*Passage given*:
# Likelihood function. Comparing estimator MSE.

#### Erik!

##### New Member
Consider a sample of size n=8 from the Uniform(θ,θ+4) distribution where θ>0.
Consider two estimators of θ:

T1=X¯ T2=5X¯

(where X¯ denotes the sample mean). By comparing the corresponding MSEs, establish whether T1 is better than T2 to estimate θ.

I wanted to ask you an opinion about this exercise. I cannot understand .

Ok, I know that for compute MSE for T1 for example,

E((T1−θ)^2)=Var(T1−θ)+E2(T1−θ)
=Var(T1)+E2(T1−θ)

Hence it suffices to compute Var(T1) and E(T1−θ)
To compute Var(T1):

Var(T1)=Var(∑Xi/8)

To evaluate the term above, assume Xi
are i.i.d from Uniform(θ,θ+4).
Similarly,

E(T1−θ)=E(∑Xi/8)−θ

After you compute the two MSE value, I choice the one with smaller mean square error.
I don't undetstand how evaluate and what values ​​can assume the term Xi from Uniform(θ,θ+4) for compute my MSE. Can you help me?

#### Dason

##### Ambassador to the humans
I don't understand your question exactly. Xi can take any value between θ and θ+4.

#### Erik!

*Recorded information*:
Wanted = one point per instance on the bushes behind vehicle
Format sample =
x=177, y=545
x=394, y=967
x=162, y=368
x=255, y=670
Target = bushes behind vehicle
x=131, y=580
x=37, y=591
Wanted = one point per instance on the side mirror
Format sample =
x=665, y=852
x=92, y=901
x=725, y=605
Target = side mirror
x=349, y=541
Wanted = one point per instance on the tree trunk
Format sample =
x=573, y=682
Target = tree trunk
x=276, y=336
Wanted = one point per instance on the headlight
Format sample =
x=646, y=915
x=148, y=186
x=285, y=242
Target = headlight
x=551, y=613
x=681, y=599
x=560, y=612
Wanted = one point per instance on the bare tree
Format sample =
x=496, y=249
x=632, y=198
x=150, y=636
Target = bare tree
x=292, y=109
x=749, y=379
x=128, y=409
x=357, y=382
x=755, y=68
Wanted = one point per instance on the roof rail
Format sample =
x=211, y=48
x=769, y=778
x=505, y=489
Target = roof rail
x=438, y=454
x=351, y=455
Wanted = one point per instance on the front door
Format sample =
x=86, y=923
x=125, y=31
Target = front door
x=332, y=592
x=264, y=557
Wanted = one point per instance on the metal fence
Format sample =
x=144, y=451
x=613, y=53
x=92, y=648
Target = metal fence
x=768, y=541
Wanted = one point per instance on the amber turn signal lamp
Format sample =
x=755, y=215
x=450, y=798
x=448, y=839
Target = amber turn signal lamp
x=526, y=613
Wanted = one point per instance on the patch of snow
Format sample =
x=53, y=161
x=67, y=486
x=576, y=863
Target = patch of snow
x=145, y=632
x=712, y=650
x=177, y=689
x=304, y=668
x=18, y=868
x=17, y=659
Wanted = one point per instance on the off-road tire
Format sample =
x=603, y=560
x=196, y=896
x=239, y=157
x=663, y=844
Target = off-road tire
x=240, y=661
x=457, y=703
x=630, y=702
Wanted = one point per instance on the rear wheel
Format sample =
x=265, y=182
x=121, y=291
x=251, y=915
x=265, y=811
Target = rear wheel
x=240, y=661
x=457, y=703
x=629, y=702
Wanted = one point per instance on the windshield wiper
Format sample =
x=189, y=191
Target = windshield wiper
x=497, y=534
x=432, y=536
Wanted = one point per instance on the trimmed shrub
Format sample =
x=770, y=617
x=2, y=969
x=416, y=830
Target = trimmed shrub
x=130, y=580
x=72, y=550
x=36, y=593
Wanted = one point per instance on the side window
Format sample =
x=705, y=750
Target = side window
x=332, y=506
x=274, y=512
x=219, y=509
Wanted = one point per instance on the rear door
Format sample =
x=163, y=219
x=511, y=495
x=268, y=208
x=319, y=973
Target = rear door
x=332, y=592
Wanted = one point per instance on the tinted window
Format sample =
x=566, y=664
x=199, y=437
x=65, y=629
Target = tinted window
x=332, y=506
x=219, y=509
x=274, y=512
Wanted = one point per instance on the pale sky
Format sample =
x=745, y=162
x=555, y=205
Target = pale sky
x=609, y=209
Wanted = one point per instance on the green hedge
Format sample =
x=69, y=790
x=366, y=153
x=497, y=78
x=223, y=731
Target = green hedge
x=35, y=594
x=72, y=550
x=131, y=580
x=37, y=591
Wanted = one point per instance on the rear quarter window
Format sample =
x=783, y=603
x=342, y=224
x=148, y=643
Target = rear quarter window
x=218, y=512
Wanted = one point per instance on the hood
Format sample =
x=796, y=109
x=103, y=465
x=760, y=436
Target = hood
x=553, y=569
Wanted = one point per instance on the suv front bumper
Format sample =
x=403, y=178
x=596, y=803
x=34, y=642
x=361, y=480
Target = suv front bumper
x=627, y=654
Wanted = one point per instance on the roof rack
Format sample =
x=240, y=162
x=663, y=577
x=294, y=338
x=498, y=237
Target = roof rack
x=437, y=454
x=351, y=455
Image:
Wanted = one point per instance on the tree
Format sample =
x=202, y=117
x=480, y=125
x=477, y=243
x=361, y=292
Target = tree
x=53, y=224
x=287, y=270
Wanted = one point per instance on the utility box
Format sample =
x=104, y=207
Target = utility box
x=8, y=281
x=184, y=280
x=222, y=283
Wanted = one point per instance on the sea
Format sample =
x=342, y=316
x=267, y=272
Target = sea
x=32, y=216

*Given exercise*: Carry on the forum thread about comparing estimator MSEs, starting right after its final line. The items are not used in what you are asked to do here.

*Expected answer*:
##### New Member
Ah! Il thought I understood the exercise ... because I did not understand how it proceeds for the comparison of both MSEs.

#### Erik!

##### New Member
Let two estimators of theta T1 And t2, I have to compare their mean error square.

#### Dason

##### Ambassador to the humans
So which part is giving you trouble? What have you tried?

#### Erik!

##### New Member
Ok, I know:
If Xi∼Uniform(a,b), then Var(Xi)=(b−a)^2/12 and E(Xi)=(a+b)/2.

So with U(θ,θ+4)

Var(x)=(θ+4-θ)^2/12=4/3

And

Var(T1)= (4/3)/8=1/6

Similarly

For E(x)=(θ+θ+4)/2=θ+2

E((T1−θ)^2)=Var(T1−θ)+E(T1−θ)^2
= 1/6 + ((θ+2)-θ)^2
= 25/6

So I think is this MSE of T1 And The same for The second estimator.
Anyway T1 is better than t2 because the T2 mean is 5X right?
Well this is how I compute It...